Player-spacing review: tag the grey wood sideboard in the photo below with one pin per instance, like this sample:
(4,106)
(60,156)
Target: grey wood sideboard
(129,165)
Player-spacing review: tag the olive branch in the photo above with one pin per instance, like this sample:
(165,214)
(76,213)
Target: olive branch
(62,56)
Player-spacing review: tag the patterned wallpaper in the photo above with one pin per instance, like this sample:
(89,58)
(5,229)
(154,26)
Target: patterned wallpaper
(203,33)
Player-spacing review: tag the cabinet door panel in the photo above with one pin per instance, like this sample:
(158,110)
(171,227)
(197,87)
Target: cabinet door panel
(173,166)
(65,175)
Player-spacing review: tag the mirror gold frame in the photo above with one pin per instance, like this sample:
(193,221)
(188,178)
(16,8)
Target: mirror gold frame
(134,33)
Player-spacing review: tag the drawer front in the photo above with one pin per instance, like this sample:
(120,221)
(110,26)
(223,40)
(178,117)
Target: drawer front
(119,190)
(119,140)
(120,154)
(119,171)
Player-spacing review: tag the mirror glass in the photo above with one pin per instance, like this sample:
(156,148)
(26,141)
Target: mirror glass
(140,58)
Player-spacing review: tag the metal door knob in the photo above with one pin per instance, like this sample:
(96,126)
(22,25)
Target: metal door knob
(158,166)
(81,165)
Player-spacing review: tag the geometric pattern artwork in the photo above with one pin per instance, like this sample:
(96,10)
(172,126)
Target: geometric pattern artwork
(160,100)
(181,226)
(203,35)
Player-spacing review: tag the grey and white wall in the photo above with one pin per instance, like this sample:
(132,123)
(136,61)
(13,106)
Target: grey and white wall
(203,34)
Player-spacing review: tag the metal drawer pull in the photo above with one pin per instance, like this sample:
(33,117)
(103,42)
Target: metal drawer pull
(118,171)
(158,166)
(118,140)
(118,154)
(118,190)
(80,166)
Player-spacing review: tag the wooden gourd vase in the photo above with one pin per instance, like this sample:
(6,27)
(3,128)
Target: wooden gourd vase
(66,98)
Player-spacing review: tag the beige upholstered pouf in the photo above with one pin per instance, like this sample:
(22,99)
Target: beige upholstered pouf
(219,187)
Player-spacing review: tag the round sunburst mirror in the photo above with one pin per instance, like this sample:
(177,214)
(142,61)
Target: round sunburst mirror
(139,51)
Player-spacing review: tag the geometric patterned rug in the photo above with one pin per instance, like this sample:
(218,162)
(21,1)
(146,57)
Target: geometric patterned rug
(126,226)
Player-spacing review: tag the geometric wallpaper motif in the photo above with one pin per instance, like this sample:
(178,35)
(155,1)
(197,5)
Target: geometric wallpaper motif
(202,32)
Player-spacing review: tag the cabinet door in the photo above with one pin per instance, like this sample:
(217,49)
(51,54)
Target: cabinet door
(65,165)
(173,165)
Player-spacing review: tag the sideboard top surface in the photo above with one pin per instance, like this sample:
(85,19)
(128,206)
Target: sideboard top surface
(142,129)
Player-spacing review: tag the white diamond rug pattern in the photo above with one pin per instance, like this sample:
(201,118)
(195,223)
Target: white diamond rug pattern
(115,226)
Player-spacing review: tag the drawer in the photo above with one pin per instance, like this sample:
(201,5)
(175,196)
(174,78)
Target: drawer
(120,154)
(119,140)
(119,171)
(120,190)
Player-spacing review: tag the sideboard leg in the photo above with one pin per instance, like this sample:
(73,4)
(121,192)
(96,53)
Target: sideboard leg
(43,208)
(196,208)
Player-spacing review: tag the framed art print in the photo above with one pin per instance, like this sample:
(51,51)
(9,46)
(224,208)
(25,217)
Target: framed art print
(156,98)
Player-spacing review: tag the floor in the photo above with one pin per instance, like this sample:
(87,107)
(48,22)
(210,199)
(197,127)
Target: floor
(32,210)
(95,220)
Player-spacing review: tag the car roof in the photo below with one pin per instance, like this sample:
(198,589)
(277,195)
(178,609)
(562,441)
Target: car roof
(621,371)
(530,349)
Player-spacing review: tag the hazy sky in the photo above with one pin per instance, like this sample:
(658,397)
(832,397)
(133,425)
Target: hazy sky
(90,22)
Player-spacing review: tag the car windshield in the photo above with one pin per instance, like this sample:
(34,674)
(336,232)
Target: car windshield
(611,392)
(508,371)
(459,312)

====================

> _What is expected_:
Repeat exactly, and only, the lines from the one containing "Player-spacing review: tag the geometric wallpaper" through the end of the material.

> _Answer_:
Player-spacing review: tag the geometric wallpaper motif in the photo above with one pin per instance, like this sample:
(178,35)
(155,1)
(197,5)
Target: geometric wallpaper motif
(202,32)
Player-spacing review: tag the cabinet door in the photo above with one pin per instance, like this sample:
(217,49)
(51,54)
Target: cabinet door
(65,165)
(173,165)
Player-spacing review: tag the sideboard top surface in the photo above with one pin per instance, like this sample:
(85,19)
(128,206)
Target: sideboard top surface
(142,129)
Player-spacing review: tag the white diamond rug pattern in the photo above with one pin per instance, like this sample:
(201,118)
(195,223)
Target: white diamond rug pattern
(115,226)
Player-spacing review: tag the drawer in the photo above with one pin per instance, like this sample:
(201,5)
(175,196)
(174,78)
Target: drawer
(120,154)
(119,140)
(119,171)
(120,190)
Player-spacing review: tag the sideboard leg in the photo above with one pin per instance, like this sample:
(73,4)
(121,192)
(96,53)
Target: sideboard leg
(43,208)
(196,208)
Player-spacing review: tag the framed art print in the photo above with one pin per instance, like this sample:
(51,51)
(9,46)
(224,208)
(25,217)
Target: framed art print
(156,98)
Player-spacing review: tag the floor in the photo above with one pin per instance, like this sample:
(87,107)
(48,22)
(210,199)
(197,127)
Target: floor
(32,210)
(95,220)
Player-spacing review: tag the car roof in the photo below with one pin per instance, like this sample:
(198,589)
(277,195)
(178,609)
(562,441)
Target: car roof
(621,371)
(530,349)
Player-spacing review: tag the hazy sky in the photo above with one pin per instance, like this sample:
(658,397)
(832,397)
(133,425)
Target: hazy sky
(90,22)
Player-spacing review: tag the car windshield in the photo above with one pin per instance, like this sample:
(34,674)
(336,232)
Target: car windshield
(611,392)
(508,371)
(459,312)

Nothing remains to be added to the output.